Task description:
Output verbatim the lines beginning at the one that contains "Target: doctor's hand" and ending at the last line of the material, inclusive of both.

*-*-*

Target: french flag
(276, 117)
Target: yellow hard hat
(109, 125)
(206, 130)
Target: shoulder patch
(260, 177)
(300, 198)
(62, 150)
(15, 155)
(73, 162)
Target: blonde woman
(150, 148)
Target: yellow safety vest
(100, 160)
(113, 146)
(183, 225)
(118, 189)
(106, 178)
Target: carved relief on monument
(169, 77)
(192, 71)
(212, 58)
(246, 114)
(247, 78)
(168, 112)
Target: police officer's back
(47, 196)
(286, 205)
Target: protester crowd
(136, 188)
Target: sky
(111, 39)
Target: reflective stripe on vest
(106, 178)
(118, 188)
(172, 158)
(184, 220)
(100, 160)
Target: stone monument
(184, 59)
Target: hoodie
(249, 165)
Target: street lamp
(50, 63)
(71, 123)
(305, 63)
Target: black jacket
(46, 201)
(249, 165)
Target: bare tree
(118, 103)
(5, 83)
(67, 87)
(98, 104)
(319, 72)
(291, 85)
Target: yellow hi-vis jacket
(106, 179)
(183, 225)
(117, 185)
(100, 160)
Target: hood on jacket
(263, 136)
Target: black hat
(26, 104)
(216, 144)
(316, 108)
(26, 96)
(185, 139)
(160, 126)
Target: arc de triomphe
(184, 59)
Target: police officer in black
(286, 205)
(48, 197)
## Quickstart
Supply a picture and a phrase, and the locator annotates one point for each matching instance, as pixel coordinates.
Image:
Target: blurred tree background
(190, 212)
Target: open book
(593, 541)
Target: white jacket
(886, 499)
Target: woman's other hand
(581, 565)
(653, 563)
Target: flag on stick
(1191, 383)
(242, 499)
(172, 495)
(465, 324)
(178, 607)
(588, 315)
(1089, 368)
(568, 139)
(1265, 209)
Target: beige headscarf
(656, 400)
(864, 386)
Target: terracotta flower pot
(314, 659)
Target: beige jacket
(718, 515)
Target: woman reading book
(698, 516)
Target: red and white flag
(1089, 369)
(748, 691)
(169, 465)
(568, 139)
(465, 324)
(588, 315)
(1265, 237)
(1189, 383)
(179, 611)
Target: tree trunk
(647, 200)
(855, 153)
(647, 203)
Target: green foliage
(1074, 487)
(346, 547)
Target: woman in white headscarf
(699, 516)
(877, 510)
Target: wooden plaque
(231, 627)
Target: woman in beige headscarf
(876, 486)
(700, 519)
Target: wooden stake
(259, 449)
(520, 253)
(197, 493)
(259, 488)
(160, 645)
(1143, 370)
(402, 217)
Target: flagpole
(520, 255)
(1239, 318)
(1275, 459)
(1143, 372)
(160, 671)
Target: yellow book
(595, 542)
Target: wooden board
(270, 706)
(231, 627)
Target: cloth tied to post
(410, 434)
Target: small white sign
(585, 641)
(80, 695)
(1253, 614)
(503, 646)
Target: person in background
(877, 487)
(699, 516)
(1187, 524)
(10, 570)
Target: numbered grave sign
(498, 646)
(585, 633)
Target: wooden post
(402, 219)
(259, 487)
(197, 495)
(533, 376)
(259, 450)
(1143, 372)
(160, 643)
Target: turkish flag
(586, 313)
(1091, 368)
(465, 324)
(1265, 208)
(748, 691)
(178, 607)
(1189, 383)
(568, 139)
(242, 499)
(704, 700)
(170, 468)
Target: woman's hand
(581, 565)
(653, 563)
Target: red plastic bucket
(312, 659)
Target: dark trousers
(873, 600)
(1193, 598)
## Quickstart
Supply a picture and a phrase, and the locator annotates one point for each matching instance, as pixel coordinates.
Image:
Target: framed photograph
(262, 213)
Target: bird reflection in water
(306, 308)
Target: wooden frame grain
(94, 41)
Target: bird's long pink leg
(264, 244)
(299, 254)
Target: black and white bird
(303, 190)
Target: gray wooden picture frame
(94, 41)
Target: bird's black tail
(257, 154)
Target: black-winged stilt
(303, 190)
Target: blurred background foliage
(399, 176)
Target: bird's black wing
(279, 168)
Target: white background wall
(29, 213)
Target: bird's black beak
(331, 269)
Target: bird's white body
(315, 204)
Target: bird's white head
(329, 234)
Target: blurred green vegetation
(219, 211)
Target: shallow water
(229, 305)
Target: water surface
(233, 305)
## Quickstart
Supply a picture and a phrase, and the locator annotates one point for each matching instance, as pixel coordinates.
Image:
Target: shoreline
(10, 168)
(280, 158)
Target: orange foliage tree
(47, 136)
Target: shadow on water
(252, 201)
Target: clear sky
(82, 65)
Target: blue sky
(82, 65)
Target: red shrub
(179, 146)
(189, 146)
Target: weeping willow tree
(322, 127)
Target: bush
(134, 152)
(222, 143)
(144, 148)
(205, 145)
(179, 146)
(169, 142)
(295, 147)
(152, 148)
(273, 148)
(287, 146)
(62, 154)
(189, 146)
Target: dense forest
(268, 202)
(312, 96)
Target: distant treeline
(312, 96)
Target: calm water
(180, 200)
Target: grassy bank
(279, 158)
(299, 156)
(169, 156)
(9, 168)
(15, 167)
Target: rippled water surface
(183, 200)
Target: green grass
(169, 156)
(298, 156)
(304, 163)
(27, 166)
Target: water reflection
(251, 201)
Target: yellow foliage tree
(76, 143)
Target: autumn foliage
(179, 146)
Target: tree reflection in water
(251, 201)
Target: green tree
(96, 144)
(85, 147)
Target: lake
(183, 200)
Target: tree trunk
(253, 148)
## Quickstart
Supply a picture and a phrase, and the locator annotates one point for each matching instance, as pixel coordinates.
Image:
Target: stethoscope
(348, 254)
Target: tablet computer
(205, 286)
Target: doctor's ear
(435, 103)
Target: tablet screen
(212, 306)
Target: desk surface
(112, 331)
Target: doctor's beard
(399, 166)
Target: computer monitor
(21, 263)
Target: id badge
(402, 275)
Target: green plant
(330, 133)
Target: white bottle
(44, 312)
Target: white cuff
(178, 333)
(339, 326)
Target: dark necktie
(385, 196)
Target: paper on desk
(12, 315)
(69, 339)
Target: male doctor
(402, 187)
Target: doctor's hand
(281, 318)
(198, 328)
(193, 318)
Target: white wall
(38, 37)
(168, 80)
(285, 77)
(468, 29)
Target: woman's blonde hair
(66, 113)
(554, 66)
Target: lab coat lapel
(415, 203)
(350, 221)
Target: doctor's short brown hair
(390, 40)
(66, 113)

*-*-*

Solution:
Target: doctor's hand
(281, 318)
(198, 328)
(193, 318)
Target: white wall
(38, 37)
(168, 80)
(285, 77)
(468, 29)
Target: woman's blonde hair
(66, 113)
(554, 66)
Target: lab coat lapel
(415, 203)
(350, 221)
Target: doctor's short brown hair
(390, 40)
(66, 113)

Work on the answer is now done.